» Reading passage
###

For Jacob to make known his choice and for Jacob to make known what was actually God’s will working through him and getting manifested through him, he had to call an assembly. He had to call his sons and his sons’ families to gather. He had to bring them together.

And when they were gathered, that was when he boomed with prophetic certainty and confidence: “Assemble and listen.”

Assemble … it smacks of moving from one place to another. It refers to being called together for a purpose. It denotes people coming together in a common place because someone else has called for an assembly. It is related, obviously, to being gathered, being called, being told to come together for a common purpose. The Old Testament would later call this a qahal … an assembly of God’s people, at the behest of God Himself. God calls, and people gather. God beckons and the community draws together in a common place.

We have so many gatherings everywhere. We gather at the Araneta coliseum to watch concerts. We gather these past days for so many parties. We gathered to say farewell to a beloved former president not too long ago. We gather for so many reasons. But we gather, for the most part, because we want to, even if no one calls us, even if no one tells us to do so.

This is plain and simple gathering, not a qahal whereof Scripture speaks. The assembly that we do here is not because we want to go on a group date (although some of the young people do that!). The assembly that we do here is not because we want to see a concert (although some priests seem to be giving free concerts with all the hit tunes that they belt out gratuitously during the homily!). The assembly that we do here is not because we want to make a statement (although again, in the liturgy, that is precisely what we do – proclaim the mystery of our faith.

###

» Listed entries
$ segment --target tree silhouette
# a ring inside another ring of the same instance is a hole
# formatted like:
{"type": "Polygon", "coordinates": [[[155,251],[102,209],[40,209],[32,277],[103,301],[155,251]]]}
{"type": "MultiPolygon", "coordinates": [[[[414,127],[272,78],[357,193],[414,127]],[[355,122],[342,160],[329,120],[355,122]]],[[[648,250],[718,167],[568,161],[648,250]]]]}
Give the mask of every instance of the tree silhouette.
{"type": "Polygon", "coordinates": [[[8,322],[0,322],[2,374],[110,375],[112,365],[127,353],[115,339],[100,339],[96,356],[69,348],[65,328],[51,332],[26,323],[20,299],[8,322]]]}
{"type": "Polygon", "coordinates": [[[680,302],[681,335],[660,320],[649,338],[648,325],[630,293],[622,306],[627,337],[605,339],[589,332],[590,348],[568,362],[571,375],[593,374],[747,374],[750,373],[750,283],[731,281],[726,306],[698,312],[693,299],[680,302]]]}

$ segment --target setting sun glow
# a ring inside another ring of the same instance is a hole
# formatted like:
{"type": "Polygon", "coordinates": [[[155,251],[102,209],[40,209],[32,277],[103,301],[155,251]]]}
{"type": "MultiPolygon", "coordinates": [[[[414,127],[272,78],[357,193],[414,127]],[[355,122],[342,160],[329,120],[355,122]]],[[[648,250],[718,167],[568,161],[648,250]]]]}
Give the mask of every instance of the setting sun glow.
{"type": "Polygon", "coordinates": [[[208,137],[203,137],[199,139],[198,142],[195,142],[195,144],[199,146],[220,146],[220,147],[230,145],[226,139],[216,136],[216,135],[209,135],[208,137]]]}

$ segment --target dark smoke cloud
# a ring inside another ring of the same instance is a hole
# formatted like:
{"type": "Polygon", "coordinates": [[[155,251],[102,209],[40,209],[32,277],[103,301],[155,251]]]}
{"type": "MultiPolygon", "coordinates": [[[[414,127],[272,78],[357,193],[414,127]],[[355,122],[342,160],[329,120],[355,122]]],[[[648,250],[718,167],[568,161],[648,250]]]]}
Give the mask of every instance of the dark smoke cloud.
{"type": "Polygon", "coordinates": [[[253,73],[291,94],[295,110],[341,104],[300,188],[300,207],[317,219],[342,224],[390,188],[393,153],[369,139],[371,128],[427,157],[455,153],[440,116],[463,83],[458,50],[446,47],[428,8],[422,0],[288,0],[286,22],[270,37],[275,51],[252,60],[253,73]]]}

###

» List of tasks
- a) Answer these from the passage on assembly:
(i) What did Jacob have to call so that his sons and their families would gather?
(ii) What word does the Old Testament later use for an assembly of God's people?
(iii) Where does the passage say people gather to watch concerts?
- b) Return the part of the passage on assembly that begins at the words "Assemble … it" and ends after the words "us to do so.", copied word for word.
The rows are separate material from the passage on assembly.

» Set of answers
- a)
(i) An assembly.
(ii) Qahal.
(iii) At the Araneta coliseum.

- b)
Assemble … it smacks of moving from one place to another. It refers to being called together for a purpose. It denotes people coming together in a common place because someone else has called for an assembly. It is related, obviously, to being gathered, being called, being told to come together for a common purpose. The Old Testament would later call this a qahal … an assembly of God’s people, at the behest of God Himself. God calls, and people gather. God beckons and the community draws together in a common place.

We have so many gatherings everywhere. We gather at the Araneta coliseum to watch concerts. We gather these past days for so many parties. We gathered to say farewell to a beloved former president not too long ago. We gather for so many reasons. But we gather, for the most part, because we want to, even if no one calls us, even if no one tells us to do so.